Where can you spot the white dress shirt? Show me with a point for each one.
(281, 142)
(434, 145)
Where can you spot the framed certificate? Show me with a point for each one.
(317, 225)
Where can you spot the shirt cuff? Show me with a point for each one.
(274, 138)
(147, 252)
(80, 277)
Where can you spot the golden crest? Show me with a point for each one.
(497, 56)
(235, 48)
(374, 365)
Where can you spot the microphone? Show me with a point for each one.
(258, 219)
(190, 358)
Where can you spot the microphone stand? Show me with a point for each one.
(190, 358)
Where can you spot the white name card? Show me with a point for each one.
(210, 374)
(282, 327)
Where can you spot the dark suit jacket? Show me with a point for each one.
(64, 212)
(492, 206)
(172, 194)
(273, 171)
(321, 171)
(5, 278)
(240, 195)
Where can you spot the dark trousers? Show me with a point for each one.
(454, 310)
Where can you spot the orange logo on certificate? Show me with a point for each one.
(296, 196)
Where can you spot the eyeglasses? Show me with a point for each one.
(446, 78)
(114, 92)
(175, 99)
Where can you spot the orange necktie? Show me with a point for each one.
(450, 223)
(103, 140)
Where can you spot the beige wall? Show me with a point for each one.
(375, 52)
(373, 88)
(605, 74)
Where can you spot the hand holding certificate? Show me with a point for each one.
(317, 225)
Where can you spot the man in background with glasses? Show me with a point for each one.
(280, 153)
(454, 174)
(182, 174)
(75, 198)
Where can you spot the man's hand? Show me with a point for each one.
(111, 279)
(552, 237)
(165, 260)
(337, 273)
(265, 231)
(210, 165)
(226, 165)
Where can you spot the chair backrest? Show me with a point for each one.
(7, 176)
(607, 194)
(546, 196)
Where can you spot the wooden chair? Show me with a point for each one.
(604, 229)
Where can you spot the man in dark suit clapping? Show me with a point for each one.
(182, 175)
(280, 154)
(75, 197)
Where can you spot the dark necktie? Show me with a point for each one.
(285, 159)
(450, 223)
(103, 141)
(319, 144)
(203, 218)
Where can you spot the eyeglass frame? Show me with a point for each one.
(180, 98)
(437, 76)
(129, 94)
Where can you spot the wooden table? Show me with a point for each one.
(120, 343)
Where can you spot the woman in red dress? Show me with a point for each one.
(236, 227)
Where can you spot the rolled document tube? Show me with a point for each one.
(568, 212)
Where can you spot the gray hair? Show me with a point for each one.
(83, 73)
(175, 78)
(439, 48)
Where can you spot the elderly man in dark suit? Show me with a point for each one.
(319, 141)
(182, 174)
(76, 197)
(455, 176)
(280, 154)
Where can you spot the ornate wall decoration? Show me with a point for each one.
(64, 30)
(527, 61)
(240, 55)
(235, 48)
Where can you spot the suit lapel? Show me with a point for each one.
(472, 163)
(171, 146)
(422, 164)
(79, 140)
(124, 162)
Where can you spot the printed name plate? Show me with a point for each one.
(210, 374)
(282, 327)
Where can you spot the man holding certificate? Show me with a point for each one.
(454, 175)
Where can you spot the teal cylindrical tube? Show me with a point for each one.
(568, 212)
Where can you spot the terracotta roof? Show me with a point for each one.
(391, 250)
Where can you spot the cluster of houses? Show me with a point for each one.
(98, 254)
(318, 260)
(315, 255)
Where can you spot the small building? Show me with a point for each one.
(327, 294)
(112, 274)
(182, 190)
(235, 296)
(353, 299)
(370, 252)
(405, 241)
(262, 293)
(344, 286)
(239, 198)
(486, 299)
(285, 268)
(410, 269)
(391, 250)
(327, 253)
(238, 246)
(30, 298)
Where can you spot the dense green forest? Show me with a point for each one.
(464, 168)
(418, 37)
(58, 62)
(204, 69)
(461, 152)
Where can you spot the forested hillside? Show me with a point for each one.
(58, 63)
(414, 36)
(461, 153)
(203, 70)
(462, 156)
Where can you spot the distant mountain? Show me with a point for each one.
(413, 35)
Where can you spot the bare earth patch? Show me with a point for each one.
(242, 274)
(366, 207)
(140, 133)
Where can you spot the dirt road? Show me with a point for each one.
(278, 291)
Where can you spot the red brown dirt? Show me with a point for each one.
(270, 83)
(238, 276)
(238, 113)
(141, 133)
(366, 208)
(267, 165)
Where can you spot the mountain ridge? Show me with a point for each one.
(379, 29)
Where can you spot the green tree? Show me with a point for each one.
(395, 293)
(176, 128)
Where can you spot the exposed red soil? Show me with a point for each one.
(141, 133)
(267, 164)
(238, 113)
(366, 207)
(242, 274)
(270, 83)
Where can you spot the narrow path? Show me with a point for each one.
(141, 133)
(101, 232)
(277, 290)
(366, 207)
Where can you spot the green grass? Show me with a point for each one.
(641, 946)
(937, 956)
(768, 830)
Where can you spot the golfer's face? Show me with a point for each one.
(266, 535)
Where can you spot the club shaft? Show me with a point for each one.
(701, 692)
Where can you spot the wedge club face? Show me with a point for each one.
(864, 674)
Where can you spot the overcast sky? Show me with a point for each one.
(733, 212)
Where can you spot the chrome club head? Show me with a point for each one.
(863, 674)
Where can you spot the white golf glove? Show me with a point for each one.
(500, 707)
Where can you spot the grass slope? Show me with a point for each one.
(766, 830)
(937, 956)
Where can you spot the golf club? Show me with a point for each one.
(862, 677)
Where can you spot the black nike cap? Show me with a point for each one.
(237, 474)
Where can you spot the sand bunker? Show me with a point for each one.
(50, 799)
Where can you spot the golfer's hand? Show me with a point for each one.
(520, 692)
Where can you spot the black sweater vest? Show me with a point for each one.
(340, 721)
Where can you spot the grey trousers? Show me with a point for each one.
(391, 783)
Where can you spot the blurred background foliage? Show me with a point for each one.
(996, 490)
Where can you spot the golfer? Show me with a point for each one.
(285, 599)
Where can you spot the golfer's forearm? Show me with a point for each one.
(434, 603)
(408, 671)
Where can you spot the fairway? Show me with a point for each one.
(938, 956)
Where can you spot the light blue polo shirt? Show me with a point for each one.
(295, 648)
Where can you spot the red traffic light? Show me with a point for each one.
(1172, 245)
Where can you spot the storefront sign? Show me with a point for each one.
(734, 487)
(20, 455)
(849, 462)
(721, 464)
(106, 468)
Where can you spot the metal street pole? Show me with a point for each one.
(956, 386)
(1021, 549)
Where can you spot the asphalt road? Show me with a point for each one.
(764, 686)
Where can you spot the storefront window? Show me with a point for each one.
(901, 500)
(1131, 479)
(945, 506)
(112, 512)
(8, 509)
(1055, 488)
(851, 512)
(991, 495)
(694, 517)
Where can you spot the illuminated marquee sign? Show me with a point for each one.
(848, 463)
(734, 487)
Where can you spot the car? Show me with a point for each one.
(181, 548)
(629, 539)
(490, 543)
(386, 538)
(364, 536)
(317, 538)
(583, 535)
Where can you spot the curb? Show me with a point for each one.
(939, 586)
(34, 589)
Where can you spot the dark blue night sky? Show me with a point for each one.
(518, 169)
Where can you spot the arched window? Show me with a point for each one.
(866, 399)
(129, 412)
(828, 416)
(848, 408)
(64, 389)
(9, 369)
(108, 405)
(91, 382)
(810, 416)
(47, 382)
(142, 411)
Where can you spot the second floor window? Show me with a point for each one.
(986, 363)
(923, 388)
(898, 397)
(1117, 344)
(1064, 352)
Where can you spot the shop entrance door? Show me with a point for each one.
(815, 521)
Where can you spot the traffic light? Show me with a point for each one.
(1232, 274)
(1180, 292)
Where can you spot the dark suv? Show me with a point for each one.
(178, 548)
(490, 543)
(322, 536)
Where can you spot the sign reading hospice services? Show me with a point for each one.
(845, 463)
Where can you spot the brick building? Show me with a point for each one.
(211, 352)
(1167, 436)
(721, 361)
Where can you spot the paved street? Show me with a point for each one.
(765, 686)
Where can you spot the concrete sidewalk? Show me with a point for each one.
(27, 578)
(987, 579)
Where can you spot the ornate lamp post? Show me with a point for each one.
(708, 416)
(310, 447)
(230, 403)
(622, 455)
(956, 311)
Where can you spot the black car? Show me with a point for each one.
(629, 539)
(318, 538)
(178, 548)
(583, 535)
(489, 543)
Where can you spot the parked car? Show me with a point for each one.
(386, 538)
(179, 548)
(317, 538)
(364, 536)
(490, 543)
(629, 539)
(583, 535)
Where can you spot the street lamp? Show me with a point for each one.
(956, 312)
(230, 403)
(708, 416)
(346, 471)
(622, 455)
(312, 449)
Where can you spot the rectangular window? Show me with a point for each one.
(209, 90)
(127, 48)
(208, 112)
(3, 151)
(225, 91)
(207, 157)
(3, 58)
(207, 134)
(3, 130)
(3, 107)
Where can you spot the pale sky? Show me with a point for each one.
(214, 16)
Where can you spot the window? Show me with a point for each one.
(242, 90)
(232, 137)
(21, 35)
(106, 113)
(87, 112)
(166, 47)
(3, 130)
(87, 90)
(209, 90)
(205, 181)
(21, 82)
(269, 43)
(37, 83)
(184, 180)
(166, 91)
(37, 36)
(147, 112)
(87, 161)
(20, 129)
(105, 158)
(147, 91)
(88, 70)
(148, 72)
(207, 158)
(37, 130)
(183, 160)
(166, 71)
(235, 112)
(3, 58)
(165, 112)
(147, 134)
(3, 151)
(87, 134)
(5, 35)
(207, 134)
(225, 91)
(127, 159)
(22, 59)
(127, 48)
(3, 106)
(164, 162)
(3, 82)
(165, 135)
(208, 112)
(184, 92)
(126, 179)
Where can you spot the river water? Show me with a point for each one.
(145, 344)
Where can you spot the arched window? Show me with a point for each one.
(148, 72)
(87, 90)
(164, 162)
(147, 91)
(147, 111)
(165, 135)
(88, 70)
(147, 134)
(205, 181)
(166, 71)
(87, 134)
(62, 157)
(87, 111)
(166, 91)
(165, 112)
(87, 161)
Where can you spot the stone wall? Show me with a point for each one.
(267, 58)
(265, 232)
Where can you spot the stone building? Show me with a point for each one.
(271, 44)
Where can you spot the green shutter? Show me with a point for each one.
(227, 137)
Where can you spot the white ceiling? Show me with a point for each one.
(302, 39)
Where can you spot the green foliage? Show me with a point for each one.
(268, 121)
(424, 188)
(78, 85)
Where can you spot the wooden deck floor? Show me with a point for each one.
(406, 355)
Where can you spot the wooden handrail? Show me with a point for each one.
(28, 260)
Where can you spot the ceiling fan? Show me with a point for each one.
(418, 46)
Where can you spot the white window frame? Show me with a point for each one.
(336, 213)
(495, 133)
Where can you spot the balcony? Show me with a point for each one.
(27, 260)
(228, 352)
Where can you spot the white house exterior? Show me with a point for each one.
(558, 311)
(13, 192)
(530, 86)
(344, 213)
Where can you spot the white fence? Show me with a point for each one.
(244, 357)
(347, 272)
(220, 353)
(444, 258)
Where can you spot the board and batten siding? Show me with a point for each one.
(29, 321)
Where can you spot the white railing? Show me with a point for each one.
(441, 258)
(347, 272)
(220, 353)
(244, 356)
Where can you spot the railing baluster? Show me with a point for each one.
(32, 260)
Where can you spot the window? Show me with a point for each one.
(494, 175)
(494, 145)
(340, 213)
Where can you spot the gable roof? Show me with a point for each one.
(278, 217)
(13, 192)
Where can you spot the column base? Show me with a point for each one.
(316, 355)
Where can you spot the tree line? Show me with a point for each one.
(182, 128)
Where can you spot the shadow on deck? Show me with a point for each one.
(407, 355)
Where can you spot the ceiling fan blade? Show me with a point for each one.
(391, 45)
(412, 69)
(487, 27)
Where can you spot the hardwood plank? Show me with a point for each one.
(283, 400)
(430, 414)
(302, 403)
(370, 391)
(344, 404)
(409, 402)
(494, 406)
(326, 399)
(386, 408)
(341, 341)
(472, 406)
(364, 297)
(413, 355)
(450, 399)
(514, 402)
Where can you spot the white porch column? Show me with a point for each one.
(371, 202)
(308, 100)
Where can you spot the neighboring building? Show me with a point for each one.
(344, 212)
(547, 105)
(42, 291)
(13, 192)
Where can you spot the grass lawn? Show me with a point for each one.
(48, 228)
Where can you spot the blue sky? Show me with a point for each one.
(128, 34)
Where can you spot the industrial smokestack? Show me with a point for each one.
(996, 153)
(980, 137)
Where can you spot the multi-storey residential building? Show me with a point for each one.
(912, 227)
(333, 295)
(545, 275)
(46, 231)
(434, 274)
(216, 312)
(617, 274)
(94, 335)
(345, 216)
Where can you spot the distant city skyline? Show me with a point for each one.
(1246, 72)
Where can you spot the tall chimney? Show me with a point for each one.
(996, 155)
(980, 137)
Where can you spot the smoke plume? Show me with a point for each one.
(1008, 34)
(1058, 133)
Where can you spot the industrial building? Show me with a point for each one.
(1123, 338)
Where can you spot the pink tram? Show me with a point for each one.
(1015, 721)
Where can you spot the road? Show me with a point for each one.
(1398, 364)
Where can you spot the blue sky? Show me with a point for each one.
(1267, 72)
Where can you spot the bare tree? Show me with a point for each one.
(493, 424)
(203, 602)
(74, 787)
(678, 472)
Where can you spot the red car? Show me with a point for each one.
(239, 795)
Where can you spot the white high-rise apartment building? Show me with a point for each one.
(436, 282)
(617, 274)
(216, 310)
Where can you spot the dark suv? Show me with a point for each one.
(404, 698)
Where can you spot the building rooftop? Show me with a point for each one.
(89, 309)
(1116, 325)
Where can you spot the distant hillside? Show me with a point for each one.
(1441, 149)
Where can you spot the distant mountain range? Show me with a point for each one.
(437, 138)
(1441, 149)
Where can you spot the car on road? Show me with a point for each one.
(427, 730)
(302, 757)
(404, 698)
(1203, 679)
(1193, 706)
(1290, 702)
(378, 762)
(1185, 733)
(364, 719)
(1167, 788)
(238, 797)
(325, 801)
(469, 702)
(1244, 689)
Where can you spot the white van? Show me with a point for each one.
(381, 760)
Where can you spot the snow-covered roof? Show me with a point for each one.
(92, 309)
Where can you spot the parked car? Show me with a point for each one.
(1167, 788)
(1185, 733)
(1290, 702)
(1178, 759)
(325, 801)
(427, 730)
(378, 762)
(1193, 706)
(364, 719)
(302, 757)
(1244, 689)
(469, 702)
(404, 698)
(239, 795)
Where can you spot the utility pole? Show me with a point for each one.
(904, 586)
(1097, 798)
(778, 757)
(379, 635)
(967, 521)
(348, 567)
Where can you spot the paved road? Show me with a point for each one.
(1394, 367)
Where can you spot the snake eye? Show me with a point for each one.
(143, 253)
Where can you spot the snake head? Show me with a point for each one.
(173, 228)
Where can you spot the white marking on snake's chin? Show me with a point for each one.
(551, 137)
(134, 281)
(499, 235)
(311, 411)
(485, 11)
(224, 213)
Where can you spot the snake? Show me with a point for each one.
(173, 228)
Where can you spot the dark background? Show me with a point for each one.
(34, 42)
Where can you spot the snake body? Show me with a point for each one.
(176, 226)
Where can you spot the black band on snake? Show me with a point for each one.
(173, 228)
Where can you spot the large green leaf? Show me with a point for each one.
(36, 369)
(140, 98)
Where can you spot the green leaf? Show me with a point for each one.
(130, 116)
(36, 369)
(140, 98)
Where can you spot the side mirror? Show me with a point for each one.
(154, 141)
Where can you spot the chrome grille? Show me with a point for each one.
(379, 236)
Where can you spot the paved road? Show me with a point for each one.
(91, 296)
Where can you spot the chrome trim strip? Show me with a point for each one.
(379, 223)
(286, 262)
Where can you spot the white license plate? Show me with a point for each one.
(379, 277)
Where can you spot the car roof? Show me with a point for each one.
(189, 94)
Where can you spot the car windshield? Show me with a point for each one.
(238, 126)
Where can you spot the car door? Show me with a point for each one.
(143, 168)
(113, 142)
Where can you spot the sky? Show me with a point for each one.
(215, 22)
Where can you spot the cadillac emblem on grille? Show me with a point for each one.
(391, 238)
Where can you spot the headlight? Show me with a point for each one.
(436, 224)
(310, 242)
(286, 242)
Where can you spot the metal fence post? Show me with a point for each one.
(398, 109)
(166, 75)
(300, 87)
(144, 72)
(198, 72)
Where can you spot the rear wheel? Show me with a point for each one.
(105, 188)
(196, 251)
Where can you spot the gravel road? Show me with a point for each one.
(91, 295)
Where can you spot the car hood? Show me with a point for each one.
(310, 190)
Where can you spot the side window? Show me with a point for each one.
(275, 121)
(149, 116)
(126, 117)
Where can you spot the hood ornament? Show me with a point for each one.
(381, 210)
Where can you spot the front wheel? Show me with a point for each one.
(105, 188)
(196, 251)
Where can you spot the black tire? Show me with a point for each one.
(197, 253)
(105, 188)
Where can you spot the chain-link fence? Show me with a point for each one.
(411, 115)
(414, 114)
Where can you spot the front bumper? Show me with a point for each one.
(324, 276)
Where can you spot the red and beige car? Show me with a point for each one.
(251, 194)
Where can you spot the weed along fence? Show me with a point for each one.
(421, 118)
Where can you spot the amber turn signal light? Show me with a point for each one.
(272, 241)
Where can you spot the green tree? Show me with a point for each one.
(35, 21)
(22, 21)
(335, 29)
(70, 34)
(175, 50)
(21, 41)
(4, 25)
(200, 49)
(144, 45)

··········

→ **TASK PROMPT**:
Return, unchanged, each line from the line containing "Where can you spot the chain-link" through the last line of the material.

→ **ANSWER TO THIS EXERCISE**:
Where can you spot the chain-link fence? Show me with a point for each one.
(411, 115)
(414, 114)
Where can you spot the front bumper? Show me with a point for each one.
(324, 276)
Where can you spot the red and beige car? Show me with a point for each one.
(251, 194)
Where can you spot the weed along fence? Show me with a point for each one.
(421, 118)
Where can you spot the amber turn signal light? Show me with a point for each one.
(272, 241)
Where can you spot the green tree? Show me with a point for each one.
(35, 21)
(22, 21)
(335, 29)
(70, 34)
(175, 50)
(21, 41)
(4, 25)
(200, 49)
(144, 45)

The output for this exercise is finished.